» **Requirement**: Carry over every line of the material starting at the line containing "the wooden ladder" and ending at the line containing "x=957, y=760", adding 119 to each coordinate.
"""
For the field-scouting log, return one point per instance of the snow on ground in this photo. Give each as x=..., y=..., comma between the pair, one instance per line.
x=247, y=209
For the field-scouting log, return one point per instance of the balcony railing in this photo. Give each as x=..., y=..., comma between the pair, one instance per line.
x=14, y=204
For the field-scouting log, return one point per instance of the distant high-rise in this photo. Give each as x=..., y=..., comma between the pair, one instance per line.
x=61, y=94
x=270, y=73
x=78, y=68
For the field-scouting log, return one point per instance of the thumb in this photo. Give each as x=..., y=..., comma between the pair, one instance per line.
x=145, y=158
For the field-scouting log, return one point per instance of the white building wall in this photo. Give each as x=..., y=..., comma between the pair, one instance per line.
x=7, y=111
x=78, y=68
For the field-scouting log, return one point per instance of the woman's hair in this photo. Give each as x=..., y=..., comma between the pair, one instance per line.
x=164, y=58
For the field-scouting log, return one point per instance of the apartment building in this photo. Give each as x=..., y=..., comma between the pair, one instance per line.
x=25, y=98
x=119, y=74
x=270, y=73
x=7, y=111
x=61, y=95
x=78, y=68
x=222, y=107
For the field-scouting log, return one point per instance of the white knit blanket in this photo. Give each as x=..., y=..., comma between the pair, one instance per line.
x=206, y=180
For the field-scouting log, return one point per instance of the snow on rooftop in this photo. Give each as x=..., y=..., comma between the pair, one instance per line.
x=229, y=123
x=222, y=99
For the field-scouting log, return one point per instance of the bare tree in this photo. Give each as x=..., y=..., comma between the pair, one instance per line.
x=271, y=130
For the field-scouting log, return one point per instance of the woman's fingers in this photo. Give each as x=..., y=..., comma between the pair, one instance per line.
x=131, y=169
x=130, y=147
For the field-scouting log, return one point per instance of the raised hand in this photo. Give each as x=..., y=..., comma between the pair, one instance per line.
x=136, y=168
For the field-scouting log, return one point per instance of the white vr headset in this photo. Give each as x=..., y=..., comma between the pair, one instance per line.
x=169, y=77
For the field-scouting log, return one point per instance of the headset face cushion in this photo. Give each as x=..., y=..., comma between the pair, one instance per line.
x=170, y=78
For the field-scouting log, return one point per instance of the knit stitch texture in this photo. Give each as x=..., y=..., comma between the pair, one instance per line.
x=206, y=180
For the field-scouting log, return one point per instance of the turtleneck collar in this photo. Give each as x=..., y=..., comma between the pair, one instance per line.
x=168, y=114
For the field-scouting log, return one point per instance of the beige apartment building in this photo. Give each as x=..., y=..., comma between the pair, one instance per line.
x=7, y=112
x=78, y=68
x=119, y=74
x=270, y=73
"""
"""
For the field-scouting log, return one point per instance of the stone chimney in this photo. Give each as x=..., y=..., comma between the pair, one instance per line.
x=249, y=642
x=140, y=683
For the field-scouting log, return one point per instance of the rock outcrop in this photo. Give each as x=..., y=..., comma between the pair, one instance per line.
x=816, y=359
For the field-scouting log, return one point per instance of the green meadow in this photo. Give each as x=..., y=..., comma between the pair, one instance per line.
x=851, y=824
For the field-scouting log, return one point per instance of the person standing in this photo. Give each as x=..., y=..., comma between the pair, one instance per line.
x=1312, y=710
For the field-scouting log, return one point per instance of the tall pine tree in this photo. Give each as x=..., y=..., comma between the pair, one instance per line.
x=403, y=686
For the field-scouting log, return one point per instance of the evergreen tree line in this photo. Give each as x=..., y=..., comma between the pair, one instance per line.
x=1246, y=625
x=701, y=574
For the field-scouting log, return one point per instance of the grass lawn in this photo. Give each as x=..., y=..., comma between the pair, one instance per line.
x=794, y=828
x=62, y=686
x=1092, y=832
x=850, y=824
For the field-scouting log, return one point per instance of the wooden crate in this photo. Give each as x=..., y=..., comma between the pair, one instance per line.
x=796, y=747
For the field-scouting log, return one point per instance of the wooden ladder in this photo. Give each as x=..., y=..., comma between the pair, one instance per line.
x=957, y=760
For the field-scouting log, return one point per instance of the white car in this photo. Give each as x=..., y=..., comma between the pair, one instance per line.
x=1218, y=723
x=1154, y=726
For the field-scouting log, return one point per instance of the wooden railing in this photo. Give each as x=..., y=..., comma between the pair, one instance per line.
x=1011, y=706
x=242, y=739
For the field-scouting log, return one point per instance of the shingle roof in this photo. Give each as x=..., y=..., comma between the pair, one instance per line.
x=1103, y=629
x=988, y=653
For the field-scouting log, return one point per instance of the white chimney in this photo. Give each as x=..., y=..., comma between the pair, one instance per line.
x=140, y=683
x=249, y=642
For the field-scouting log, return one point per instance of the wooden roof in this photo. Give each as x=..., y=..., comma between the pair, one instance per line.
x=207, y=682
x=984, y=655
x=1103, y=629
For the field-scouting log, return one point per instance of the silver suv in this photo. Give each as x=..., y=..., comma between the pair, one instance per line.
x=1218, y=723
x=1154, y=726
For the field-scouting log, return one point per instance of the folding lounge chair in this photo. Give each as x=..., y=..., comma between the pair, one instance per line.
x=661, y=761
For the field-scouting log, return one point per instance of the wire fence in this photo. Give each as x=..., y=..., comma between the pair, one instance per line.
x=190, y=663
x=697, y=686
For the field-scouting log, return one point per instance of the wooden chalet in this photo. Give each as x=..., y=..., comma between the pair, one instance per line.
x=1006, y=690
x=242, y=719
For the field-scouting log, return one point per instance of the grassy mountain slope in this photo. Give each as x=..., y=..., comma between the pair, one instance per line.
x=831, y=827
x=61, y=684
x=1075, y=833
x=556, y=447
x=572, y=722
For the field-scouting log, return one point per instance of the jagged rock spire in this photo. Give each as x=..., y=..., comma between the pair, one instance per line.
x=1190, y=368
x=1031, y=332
"""
"""
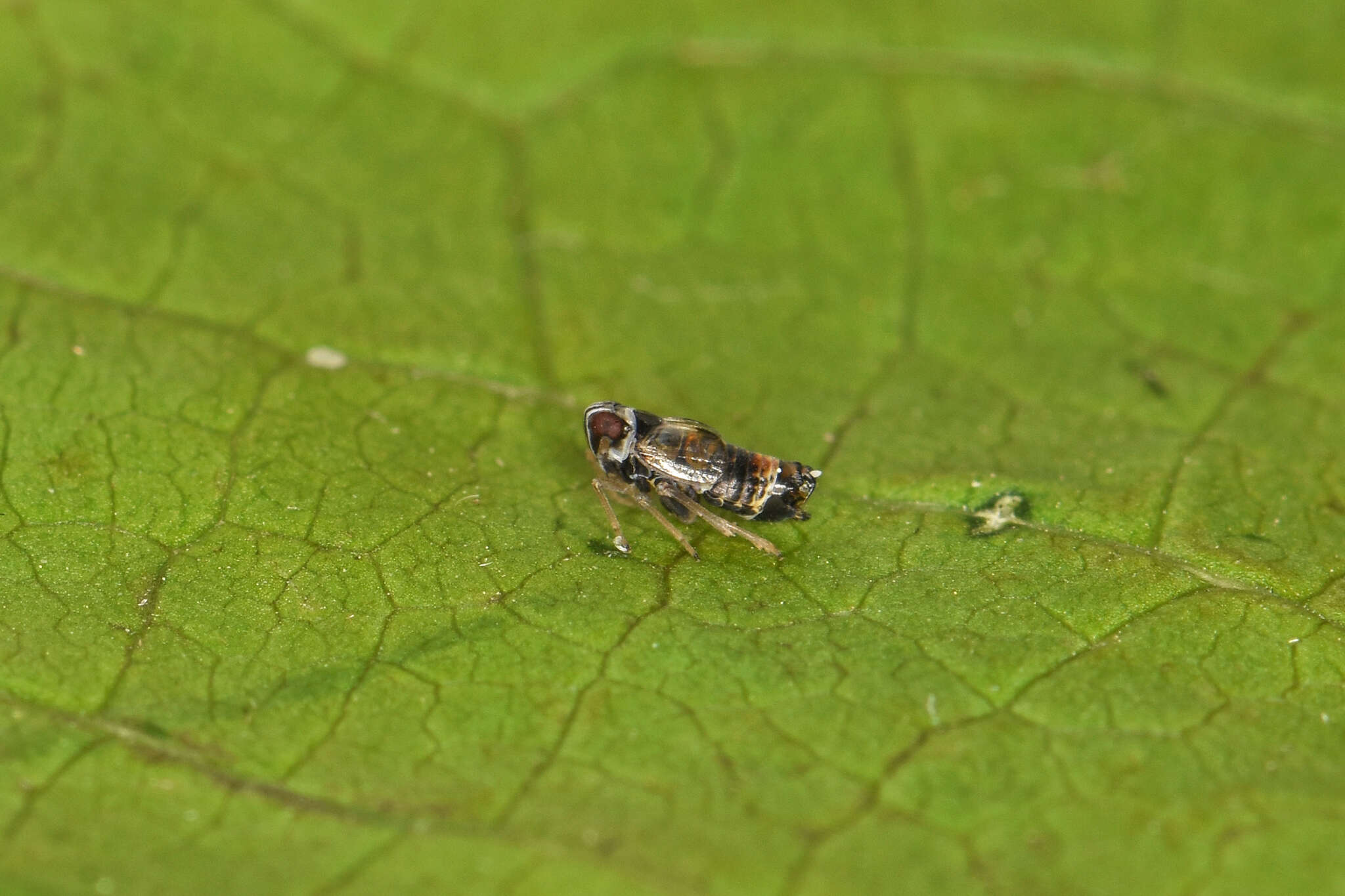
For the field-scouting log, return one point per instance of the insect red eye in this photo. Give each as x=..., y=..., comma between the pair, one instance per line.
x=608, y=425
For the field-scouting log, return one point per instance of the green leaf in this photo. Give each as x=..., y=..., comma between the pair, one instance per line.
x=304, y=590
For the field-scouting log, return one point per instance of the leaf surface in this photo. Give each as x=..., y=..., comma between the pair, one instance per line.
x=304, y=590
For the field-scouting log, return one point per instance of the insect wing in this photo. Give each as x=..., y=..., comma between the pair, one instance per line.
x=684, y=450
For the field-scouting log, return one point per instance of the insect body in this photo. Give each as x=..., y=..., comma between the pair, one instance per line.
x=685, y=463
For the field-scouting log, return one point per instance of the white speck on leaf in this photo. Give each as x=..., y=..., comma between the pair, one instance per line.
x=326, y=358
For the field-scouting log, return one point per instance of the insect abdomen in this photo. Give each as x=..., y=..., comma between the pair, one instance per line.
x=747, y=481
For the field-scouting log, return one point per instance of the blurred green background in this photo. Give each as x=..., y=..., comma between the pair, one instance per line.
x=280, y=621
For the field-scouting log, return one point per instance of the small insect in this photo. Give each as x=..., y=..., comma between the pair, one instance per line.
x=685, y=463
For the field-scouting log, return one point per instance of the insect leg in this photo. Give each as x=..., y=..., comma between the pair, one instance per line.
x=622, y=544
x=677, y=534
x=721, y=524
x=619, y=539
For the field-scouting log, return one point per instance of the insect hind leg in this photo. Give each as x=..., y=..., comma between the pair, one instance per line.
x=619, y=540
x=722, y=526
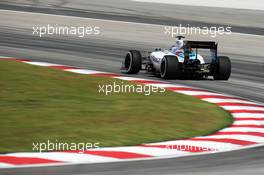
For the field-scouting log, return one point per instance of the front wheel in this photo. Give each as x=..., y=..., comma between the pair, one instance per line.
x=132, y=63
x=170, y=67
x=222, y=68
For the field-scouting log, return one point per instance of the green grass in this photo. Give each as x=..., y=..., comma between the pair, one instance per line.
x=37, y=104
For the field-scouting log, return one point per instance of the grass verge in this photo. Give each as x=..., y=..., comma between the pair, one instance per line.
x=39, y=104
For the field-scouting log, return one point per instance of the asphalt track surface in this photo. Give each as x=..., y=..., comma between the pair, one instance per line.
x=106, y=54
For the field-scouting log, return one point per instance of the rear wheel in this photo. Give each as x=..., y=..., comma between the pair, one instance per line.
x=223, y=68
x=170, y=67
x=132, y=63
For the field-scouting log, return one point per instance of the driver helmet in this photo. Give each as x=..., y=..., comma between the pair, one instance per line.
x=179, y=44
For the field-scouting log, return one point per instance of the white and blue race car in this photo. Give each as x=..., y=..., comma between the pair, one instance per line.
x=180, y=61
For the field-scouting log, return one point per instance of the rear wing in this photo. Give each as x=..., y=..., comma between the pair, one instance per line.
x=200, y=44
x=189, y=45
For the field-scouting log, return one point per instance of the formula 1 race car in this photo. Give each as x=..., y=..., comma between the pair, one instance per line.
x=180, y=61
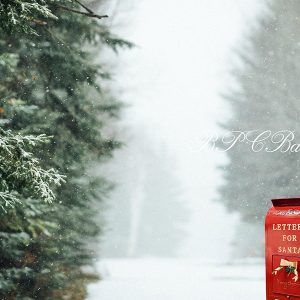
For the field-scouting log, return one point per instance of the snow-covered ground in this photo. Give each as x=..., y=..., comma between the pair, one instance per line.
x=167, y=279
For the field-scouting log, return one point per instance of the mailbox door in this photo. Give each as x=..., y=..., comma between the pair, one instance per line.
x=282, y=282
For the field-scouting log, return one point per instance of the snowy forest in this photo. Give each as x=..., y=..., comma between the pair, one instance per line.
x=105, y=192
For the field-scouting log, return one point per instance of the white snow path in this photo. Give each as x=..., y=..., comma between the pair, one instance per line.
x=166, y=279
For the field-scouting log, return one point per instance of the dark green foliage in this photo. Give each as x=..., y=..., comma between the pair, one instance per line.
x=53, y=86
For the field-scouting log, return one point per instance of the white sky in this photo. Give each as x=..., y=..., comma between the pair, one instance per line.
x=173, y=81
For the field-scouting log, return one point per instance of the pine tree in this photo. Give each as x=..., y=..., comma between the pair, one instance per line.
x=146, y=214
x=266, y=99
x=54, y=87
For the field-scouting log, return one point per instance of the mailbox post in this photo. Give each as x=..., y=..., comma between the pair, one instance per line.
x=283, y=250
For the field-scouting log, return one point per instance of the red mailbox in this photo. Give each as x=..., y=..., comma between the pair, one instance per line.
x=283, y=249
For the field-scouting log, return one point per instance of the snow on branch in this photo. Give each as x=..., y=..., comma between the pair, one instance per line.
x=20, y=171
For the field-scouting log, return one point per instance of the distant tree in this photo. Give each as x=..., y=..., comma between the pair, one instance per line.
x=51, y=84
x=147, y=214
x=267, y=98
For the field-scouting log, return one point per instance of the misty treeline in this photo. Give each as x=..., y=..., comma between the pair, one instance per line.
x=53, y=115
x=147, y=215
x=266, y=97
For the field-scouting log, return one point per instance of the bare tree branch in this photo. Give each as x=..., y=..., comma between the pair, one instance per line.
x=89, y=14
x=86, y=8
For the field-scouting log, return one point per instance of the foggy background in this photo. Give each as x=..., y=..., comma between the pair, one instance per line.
"""
» **Answer to the task**:
For the field-scouting log, return one point per instance of the wooden ladder in this photo. Give each as x=..., y=..., comma between the pair, one instance per line.
x=1076, y=879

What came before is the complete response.